## Text for analysis:

┌────────

= Ludwig Wörl =

Ludwig Wörl (1906 – 27 August 1967) was a carpenter by profession. He was an opponent of Nazism, and as a result of his actions, was imprisoned for 11 years in different Nazi concentration camps, including Dachau and Auschwitz. He received the title of Righteous Among the Nations file #1 (the first to be recognized) for rescuing Jews in concentration camps.

== Activity during WWII ==
One of Wörl's anti-Nazi activities was to publish information booklets to the general public in Munich about the terrible conditions in the Nazi concentration camps. This action caused his imprisonment in Dachau 1934, by the Gestapo. After nine months in a detention cell, he was first transferred to the camp's carpentry shop and eventually became a paramedic in the medical clinic. He had no more than basic medical knowledge. After being trained to make X-ray images, in 1939 he was put in charge of the entire polyclinic.

Towards the end of 1939, Wörl was transferred for a period of five months to KZ Flossenbürg. Here Wörl was active as a nurse as well. He saved the life of future SPD-leader Kurt Schumacher, who suffered from a heart disorder. In March 1940 he was back in Dachau. In August 1942. He was put on a penal transport to Auschwitz on charges of having listened to a foreign radio station in the radiology department. His destination was Auschwitz.

== Auschwitz ==

In 1942, there was an outbreak of typhus in Auschwitz, that resulted in the deaths of tens of thousands of Auschwitz prisoners and personnel. During his imprisonment in Auschwitz, Wörl stayed in the Stammlager as well as in Monowitz. He was registered as prisoner 60363.

Soom he was appointed as the Blockältester (the block elder) of the hospital barracks in the Stammlager. At the end of October 1942 Wörl was transferred to Auschwitz III in Monowitz, where he was put in charge of the camp hospital for five months. Combatting spotted typhus was one of his tasks. After that, he was brought back to the main camp.

└────────

## Instructions:
1/ From the text on Ludwig Wörl, quote the passage starting at "In 1942, there" and ending at "the main camp.".
2/ Answer these questions from the text on Ludwig Wörl:
(a) What prisoner number was Wörl registered under in Auschwitz?
(b) Whose life did Wörl save while at KZ Flossenbürg?
(c) In what year was Wörl put in charge of the entire polyclinic?

Point localization records

┌────────

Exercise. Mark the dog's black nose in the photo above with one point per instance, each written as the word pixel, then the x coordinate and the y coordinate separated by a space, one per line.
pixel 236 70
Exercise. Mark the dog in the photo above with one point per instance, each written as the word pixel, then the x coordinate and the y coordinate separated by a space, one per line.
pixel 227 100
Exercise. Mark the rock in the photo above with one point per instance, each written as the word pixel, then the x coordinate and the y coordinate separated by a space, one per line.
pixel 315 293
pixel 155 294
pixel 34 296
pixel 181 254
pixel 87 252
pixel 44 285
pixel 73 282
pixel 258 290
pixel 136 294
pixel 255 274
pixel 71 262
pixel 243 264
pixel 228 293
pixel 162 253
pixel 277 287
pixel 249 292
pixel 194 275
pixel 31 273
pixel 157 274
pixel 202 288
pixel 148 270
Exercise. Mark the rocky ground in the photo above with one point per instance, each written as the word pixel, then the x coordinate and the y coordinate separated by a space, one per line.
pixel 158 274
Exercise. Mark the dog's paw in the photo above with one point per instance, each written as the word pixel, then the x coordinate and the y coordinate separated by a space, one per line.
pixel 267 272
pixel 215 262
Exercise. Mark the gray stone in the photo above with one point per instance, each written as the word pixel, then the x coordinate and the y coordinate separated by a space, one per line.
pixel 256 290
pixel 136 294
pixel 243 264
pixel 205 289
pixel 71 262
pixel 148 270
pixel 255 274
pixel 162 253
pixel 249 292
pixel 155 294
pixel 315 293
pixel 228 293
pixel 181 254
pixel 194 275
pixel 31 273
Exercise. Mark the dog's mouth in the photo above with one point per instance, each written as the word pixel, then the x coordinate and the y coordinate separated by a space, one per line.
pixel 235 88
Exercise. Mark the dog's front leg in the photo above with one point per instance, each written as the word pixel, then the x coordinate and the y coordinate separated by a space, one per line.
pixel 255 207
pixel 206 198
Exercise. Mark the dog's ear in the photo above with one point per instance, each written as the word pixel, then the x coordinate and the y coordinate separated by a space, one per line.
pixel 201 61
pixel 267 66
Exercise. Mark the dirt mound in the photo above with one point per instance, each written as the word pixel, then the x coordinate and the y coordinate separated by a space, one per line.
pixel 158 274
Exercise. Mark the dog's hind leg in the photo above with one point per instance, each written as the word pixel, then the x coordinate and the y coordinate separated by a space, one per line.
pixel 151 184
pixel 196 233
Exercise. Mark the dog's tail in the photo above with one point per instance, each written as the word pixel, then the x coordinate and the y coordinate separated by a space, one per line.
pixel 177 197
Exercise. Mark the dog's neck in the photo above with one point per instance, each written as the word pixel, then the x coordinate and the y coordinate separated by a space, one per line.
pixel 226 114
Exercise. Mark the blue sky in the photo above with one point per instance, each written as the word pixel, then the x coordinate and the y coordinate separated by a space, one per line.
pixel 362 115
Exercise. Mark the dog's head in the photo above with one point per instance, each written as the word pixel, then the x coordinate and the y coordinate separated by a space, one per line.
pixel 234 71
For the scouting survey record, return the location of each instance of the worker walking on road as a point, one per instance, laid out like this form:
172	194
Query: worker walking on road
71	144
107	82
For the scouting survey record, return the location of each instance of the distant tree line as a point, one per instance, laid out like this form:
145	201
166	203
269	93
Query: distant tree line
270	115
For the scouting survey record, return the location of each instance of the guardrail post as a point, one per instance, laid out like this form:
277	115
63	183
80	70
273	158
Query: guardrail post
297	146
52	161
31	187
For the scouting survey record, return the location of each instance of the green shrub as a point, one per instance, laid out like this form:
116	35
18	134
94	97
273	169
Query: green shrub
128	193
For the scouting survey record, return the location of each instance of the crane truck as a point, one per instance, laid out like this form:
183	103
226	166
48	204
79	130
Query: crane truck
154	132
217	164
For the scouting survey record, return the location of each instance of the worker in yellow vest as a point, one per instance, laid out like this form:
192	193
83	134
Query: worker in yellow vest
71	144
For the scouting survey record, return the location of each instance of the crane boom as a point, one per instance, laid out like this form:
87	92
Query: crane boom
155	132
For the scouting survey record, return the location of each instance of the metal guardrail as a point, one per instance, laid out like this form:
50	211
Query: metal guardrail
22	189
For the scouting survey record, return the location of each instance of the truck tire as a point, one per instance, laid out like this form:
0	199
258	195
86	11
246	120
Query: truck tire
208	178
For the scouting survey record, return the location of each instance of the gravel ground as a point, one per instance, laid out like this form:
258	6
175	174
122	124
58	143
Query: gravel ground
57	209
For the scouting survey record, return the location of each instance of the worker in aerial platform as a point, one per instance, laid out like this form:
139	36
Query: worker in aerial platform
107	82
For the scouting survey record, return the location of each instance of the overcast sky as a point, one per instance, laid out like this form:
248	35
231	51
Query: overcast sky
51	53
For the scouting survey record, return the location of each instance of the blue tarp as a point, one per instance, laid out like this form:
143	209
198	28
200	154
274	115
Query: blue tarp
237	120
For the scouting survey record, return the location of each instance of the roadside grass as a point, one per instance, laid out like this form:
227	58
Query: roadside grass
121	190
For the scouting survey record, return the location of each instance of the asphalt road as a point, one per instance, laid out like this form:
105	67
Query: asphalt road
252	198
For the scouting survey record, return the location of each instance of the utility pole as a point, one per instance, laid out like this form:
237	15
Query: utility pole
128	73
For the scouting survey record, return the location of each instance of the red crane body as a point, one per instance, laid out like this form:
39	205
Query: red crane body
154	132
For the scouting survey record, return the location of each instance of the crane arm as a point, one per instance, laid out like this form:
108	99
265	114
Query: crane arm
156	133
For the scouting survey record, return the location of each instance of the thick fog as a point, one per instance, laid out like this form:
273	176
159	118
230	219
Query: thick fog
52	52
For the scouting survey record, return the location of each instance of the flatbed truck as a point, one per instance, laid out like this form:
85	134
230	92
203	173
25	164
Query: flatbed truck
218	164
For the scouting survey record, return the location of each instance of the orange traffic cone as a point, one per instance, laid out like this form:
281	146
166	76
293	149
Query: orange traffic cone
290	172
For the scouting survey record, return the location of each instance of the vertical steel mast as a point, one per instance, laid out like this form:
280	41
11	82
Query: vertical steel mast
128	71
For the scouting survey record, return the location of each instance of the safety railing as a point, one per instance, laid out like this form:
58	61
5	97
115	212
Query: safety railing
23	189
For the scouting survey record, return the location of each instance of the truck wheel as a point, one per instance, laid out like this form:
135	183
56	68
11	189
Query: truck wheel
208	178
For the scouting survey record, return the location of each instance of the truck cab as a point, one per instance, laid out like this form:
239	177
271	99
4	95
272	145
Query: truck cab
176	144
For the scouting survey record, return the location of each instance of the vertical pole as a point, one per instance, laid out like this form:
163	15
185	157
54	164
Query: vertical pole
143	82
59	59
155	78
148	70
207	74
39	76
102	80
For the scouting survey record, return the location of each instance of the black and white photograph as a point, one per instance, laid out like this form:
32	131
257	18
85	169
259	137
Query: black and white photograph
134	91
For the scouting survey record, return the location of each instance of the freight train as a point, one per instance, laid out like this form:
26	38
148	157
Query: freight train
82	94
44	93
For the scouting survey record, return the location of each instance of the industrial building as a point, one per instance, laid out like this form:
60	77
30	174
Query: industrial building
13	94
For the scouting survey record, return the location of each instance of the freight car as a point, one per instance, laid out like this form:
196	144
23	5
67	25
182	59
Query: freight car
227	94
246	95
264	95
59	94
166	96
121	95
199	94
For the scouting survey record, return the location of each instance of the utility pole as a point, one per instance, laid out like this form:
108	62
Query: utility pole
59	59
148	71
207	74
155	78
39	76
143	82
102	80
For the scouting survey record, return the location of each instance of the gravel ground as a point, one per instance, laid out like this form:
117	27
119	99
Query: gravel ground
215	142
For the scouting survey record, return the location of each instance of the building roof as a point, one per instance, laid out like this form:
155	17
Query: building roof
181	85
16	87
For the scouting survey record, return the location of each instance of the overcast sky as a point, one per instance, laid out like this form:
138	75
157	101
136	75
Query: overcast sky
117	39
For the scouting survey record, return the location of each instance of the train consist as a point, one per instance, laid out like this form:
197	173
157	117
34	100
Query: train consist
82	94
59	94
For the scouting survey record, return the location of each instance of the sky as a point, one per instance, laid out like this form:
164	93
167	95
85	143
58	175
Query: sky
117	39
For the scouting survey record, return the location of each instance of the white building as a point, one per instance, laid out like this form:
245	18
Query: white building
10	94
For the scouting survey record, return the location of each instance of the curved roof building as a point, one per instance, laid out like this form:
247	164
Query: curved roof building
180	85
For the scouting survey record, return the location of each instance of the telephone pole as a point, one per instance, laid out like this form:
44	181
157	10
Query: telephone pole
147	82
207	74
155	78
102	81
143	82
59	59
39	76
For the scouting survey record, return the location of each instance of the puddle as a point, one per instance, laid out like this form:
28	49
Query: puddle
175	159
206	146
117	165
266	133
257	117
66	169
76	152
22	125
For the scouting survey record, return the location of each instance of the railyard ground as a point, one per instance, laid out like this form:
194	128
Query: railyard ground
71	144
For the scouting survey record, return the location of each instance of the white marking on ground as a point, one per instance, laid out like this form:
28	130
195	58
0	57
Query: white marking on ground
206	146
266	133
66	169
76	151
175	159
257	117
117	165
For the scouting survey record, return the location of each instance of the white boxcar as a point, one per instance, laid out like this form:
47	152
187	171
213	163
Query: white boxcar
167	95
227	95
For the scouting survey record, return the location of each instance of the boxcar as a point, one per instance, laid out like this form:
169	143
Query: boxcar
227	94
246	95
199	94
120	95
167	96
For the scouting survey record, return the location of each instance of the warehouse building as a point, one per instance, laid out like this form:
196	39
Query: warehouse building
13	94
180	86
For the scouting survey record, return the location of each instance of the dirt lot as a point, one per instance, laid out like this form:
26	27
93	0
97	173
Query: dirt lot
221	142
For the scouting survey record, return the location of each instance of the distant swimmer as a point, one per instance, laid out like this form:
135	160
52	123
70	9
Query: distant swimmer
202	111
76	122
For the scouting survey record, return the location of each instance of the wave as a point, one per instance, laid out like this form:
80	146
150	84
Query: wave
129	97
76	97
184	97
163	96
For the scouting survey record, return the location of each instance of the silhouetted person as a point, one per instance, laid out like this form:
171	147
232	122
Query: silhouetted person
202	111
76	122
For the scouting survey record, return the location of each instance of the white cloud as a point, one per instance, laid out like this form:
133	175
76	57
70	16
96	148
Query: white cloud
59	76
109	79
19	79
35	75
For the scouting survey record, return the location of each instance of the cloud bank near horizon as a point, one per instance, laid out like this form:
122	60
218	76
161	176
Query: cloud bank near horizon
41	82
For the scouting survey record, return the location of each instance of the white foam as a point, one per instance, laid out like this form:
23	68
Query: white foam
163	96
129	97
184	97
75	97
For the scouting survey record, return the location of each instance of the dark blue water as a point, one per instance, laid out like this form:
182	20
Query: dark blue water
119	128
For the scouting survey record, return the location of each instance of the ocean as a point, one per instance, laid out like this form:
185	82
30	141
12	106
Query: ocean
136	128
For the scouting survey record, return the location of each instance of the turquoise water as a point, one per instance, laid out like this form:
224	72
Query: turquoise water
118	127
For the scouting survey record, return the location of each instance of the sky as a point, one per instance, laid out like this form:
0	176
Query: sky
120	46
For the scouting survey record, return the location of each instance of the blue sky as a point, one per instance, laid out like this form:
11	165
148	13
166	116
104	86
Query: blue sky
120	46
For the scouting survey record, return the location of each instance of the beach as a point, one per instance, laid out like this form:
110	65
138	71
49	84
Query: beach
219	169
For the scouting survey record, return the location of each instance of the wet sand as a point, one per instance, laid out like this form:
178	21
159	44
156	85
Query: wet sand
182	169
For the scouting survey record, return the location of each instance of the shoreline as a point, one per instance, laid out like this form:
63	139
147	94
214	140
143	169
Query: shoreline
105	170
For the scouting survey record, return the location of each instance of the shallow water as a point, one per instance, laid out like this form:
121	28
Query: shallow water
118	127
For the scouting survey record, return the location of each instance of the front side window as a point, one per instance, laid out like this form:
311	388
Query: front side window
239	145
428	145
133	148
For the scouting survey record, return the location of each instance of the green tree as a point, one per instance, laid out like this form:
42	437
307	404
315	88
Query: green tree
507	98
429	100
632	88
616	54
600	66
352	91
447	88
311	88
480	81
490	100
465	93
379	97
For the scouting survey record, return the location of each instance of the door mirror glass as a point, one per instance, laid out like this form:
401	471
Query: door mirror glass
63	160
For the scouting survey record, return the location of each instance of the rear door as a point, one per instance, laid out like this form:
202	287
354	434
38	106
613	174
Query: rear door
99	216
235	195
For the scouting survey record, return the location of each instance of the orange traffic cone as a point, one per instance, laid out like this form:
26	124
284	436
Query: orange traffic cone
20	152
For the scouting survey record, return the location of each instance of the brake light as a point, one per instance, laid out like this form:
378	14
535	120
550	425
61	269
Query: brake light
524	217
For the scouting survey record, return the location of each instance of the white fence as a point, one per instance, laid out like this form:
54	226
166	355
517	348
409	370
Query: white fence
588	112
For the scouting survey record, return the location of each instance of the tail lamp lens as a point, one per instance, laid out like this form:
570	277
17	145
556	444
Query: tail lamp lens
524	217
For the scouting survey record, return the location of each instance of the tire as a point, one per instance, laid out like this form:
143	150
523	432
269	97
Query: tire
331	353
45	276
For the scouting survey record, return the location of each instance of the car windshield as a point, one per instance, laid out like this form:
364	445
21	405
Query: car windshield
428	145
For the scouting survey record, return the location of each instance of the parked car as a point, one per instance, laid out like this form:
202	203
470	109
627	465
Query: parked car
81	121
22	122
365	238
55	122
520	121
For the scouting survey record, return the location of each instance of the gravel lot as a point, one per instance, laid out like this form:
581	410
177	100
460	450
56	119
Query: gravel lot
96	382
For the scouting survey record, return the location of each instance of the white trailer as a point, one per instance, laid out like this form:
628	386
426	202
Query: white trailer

└────────

## List of answers:
1/
In 1942, there was an outbreak of typhus in Auschwitz, that resulted in the deaths of tens of thousands of Auschwitz prisoners and personnel. During his imprisonment in Auschwitz, Wörl stayed in the Stammlager as well as in Monowitz. He was registered as prisoner 60363.

Soom he was appointed as the Blockältester (the block elder) of the hospital barracks in the Stammlager. At the end of October 1942 Wörl was transferred to Auschwitz III in Monowitz, where he was put in charge of the camp hospital for five months. Combatting spotted typhus was one of his tasks. After that, he was brought back to the main camp.

2/
(a) 60363
(b) Future SPD leader Kurt Schumacher
(c) 1939